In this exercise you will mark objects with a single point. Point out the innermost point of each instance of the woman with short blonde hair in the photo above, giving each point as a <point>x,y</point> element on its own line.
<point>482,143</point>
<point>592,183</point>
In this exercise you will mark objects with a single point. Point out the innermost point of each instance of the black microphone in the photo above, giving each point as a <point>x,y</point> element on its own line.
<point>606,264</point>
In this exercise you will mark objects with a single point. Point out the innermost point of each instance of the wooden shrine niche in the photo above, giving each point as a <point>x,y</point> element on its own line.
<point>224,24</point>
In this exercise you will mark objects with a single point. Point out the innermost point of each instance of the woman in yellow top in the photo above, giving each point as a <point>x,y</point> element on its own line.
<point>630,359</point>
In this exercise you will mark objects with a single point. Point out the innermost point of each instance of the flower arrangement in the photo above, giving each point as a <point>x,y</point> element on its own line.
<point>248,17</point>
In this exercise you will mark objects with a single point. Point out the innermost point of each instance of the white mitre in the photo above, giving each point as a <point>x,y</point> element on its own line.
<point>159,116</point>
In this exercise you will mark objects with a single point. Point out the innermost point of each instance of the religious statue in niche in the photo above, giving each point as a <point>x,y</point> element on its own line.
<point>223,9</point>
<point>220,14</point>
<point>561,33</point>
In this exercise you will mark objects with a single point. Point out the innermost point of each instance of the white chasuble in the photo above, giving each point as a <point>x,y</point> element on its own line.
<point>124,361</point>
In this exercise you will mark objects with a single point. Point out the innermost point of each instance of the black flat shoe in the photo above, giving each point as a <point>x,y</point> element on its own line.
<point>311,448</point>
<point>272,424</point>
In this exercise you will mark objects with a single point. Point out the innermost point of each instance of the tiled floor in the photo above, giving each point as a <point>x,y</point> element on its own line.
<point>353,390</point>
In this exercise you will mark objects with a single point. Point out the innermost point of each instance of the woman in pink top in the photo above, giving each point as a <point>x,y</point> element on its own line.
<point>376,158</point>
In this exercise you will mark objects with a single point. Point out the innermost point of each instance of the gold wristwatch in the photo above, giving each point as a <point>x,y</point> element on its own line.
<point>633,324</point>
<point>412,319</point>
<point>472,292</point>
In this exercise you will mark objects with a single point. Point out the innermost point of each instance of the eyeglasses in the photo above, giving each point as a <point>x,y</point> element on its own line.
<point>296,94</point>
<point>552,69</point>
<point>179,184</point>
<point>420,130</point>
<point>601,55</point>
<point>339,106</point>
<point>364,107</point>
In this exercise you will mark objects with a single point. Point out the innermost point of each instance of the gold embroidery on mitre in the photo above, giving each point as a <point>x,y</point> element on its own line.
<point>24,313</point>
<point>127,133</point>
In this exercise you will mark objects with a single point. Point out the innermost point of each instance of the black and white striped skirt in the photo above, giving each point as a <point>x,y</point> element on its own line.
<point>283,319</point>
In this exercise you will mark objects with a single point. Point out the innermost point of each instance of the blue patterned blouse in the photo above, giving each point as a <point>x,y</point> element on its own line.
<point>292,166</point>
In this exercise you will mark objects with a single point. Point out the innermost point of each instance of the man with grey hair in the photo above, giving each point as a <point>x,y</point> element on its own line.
****************************************
Scale the point coordinates in the answers by 2.45, rounding to whole numbers with halves going up, and write out again every line from the start of the entries up to and including the line with "<point>224,24</point>", requests included. Leave the requests unchanged, and do not include any lines after that one.

In this exercise you will mark objects with a single point. Point out the innermost point of each instance of the woman with short blonde hair in the photo above, giving each point as a <point>x,y</point> element on its own line.
<point>1181,350</point>
<point>1450,448</point>
In this exercise you will mark objects with a single point. Point out the innermost point of each instance of the black microphone in the photo above, giving each point as a <point>x,y</point> element on its own line.
<point>1485,647</point>
In this exercise you will mark objects with a single point. Point out the innermost point of each instance of the wooden shrine niche in the photo above, giving each point as a <point>x,y</point> element on its own line.
<point>549,59</point>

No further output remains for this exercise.